**WORK TO COMPLETE:** Locate every line in the records below that contains the word "gets" and copy each of those lines out in full.

(Data records)

=====

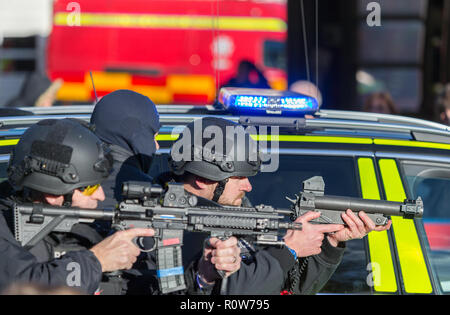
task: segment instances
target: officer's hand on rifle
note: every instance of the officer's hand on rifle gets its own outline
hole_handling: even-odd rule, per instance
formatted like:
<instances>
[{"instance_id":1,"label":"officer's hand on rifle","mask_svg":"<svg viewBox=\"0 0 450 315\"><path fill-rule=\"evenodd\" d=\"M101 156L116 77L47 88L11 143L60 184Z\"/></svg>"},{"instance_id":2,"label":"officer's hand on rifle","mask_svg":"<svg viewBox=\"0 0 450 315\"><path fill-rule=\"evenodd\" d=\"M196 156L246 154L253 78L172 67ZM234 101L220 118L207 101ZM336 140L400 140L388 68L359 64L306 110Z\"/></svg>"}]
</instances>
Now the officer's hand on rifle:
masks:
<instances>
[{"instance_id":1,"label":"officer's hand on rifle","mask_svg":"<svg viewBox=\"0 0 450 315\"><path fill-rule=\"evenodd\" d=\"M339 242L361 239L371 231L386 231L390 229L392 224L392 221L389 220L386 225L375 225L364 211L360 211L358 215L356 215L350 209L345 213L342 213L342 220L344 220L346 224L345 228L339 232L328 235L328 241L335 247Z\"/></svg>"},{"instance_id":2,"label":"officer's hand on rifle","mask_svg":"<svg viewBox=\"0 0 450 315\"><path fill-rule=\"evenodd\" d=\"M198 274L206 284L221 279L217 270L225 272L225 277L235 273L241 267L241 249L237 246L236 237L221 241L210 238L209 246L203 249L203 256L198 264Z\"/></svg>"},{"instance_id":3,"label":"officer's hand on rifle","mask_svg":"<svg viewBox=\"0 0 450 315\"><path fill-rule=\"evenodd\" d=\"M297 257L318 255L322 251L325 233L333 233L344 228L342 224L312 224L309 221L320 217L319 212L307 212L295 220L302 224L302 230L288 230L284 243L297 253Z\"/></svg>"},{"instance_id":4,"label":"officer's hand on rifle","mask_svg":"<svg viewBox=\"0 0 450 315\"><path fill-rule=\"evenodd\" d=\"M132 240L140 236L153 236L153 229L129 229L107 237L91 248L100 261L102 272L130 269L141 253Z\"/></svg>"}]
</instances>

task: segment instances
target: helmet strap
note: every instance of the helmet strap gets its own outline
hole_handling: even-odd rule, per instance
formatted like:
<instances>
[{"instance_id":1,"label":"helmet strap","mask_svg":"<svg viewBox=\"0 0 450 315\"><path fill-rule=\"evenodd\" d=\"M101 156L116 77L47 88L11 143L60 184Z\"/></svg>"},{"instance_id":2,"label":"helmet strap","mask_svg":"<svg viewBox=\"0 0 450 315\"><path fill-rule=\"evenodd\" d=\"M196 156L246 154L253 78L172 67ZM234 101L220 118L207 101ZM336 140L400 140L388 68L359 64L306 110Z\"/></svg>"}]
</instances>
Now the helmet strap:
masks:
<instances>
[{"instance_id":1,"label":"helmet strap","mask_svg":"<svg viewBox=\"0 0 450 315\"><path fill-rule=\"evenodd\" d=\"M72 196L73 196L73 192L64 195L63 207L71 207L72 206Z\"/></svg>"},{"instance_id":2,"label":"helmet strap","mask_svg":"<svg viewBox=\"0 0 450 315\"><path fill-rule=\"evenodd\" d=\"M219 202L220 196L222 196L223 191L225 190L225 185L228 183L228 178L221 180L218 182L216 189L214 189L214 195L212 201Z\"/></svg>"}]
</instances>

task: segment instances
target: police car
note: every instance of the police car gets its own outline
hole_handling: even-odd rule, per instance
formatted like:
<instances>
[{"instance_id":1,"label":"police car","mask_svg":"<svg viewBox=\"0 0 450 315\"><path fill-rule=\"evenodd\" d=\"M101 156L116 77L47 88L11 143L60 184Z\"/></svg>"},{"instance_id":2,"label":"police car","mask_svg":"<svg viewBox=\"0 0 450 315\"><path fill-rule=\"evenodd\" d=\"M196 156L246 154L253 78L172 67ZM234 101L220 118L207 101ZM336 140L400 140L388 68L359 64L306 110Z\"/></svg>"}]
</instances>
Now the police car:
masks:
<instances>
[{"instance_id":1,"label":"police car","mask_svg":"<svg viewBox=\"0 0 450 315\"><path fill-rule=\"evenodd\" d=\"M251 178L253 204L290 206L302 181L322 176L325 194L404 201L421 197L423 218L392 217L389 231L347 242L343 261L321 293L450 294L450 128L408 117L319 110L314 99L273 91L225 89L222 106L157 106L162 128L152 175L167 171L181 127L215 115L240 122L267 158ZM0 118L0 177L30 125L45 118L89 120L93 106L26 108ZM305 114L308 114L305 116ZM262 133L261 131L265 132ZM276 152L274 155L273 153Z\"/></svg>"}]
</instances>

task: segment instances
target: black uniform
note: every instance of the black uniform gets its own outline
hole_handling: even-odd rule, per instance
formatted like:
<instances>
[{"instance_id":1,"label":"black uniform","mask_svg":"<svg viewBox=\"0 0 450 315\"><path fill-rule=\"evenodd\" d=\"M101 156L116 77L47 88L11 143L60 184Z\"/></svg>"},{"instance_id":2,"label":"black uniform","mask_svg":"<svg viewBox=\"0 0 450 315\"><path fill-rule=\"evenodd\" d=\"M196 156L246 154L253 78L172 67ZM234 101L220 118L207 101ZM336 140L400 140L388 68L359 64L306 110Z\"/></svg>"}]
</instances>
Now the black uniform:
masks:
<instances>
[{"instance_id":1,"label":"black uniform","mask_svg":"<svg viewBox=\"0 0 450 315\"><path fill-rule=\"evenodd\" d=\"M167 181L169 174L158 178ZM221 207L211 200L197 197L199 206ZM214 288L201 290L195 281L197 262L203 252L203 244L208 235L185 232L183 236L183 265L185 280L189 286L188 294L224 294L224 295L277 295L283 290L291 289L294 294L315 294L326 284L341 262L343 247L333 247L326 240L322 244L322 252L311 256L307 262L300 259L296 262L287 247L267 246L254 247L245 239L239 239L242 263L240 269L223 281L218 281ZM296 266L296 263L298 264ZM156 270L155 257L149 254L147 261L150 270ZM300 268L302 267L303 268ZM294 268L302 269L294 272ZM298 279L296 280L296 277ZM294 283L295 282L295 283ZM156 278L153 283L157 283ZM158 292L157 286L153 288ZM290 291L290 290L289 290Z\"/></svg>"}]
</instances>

=====

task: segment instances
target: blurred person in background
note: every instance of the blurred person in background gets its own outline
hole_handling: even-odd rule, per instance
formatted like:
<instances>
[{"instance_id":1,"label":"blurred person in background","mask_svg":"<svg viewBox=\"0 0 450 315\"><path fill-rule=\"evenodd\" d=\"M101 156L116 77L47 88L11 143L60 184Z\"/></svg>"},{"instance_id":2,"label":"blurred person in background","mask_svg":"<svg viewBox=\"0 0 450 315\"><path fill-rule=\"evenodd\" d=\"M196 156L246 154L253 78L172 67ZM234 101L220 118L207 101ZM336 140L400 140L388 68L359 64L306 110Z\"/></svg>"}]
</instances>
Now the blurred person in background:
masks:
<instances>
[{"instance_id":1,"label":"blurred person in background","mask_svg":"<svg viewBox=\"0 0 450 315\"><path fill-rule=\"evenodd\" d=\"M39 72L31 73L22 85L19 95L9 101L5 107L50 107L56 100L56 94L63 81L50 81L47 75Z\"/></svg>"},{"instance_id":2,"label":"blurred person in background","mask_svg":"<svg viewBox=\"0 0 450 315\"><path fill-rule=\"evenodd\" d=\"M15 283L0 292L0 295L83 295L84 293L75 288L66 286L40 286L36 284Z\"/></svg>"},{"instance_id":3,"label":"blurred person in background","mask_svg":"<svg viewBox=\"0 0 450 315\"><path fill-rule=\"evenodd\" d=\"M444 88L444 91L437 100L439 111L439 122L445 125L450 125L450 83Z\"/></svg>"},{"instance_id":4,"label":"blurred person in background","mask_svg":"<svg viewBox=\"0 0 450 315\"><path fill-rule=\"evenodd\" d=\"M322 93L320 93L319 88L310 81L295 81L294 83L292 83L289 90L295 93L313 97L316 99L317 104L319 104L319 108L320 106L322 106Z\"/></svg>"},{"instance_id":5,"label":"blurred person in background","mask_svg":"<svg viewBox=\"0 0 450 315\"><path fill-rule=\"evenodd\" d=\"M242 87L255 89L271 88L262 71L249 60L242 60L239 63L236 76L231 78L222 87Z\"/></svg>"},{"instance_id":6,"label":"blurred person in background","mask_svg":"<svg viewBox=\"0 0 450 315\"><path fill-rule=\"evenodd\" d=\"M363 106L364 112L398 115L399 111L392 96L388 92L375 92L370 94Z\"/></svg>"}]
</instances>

=====

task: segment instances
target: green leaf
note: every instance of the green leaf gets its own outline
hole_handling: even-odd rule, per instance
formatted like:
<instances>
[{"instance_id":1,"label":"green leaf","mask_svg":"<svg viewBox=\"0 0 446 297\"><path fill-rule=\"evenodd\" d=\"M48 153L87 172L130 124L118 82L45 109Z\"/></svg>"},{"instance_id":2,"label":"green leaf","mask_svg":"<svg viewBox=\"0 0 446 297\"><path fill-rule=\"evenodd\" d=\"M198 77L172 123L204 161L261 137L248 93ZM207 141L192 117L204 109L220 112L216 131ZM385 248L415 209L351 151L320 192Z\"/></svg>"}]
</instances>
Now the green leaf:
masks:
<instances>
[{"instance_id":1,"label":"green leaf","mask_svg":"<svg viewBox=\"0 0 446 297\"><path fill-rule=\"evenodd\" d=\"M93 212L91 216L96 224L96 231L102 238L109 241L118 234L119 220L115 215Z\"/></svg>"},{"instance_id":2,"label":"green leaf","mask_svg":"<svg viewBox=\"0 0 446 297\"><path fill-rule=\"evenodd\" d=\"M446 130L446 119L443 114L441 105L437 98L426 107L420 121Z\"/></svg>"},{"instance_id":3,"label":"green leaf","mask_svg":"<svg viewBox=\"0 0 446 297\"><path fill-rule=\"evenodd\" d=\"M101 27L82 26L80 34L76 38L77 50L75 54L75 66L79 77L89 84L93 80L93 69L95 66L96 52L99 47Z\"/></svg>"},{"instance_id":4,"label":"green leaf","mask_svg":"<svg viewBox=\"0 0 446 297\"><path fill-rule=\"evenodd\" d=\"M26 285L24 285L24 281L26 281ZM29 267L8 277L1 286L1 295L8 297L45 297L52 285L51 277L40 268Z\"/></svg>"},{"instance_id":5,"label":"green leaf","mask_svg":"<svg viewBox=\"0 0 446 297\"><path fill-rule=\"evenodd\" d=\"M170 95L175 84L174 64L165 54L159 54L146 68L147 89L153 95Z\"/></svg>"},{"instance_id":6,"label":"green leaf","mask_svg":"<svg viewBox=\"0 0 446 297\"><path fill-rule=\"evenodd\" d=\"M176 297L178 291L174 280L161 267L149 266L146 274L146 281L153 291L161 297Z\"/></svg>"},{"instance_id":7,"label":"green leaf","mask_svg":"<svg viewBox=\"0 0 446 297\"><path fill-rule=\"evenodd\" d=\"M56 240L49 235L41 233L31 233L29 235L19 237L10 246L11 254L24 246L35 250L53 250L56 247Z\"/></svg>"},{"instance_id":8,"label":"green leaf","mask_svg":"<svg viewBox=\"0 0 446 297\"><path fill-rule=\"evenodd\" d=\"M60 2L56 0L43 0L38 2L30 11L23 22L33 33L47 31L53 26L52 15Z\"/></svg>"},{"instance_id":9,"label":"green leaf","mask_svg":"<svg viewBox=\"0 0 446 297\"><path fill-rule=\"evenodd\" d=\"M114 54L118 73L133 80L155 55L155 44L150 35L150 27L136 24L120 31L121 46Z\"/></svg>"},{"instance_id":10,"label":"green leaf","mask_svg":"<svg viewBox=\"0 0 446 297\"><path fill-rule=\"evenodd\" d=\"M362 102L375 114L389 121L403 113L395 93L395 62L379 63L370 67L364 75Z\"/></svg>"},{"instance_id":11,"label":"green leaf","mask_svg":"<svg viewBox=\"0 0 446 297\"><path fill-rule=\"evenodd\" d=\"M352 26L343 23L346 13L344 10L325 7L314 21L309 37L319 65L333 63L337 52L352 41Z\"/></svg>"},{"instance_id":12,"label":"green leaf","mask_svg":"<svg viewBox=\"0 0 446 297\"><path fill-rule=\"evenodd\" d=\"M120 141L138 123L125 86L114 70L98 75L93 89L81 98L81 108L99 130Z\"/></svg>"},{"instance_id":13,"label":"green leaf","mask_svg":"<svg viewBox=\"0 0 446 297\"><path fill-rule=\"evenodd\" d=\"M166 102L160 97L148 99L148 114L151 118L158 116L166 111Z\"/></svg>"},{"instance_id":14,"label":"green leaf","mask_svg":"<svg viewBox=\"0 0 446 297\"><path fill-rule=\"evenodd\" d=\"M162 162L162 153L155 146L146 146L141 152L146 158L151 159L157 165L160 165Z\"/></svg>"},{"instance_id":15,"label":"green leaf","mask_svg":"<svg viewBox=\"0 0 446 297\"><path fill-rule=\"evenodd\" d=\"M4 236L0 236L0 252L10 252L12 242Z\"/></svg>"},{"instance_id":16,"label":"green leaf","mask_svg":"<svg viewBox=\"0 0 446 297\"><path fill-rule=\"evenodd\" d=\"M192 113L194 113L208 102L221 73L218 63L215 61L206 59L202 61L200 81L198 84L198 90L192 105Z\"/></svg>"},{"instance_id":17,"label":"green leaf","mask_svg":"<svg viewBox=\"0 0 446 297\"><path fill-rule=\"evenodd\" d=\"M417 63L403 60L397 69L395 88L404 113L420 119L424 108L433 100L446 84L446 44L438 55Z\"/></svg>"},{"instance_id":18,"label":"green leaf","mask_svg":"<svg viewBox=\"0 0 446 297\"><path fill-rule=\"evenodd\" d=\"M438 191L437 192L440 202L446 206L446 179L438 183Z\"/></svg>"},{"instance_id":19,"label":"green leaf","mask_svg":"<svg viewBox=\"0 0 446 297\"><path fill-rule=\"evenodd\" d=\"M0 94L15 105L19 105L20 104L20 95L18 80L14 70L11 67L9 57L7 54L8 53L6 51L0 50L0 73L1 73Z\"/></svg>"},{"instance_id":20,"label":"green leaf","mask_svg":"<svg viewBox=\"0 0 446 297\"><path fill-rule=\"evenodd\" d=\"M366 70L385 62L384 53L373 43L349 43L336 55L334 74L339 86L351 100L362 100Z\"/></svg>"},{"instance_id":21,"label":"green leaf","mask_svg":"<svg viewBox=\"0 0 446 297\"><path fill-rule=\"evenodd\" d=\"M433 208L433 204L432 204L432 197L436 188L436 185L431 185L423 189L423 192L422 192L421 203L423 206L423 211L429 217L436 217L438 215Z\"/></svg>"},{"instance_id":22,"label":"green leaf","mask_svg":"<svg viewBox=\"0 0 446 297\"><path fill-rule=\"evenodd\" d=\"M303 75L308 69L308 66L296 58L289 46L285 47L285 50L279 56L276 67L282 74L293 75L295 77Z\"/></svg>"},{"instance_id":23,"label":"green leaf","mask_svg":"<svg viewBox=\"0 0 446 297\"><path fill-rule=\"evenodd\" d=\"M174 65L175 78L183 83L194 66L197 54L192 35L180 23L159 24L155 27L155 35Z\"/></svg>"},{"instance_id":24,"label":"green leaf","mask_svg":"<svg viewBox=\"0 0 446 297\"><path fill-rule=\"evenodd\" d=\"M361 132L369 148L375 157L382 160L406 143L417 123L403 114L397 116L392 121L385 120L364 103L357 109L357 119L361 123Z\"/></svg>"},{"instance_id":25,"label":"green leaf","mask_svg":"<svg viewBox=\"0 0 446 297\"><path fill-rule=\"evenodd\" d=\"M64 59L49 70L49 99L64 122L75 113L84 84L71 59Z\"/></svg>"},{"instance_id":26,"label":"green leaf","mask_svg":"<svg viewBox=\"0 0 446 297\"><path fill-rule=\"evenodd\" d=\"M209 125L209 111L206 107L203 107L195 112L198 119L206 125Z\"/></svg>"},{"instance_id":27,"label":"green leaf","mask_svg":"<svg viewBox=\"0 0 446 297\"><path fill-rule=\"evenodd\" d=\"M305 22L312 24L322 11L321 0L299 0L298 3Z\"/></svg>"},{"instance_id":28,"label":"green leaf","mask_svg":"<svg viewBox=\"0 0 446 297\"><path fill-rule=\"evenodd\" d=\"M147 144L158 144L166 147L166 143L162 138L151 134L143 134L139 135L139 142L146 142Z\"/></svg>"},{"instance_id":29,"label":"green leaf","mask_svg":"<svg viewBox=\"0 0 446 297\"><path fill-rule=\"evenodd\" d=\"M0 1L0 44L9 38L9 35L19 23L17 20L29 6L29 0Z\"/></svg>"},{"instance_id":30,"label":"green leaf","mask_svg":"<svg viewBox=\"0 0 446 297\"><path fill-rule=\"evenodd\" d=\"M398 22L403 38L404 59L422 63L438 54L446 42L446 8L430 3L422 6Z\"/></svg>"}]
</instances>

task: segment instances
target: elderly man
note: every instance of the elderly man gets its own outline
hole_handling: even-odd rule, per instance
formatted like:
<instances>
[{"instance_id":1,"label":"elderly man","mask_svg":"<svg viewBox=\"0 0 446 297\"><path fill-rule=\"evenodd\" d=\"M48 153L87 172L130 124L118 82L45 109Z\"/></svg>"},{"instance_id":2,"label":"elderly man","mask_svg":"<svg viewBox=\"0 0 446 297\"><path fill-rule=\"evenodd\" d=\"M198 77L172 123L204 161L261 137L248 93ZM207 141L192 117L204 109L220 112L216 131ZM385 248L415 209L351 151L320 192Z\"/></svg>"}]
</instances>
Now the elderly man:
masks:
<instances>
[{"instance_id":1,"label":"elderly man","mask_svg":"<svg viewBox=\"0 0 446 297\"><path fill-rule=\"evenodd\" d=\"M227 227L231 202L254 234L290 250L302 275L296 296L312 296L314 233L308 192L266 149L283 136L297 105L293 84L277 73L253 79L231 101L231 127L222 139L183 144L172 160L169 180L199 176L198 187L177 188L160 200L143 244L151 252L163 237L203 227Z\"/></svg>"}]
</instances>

=====

**RESPONSE TO THE EXERCISE:**
note: every instance of the officer's hand on rifle gets its own outline
note: every instance of the helmet strap gets its own outline
note: every instance of the police car gets its own outline
note: every instance of the black uniform gets its own outline
note: every instance of the blurred person in background gets its own outline
note: every instance of the green leaf gets its own outline
note: every instance of the elderly man gets its own outline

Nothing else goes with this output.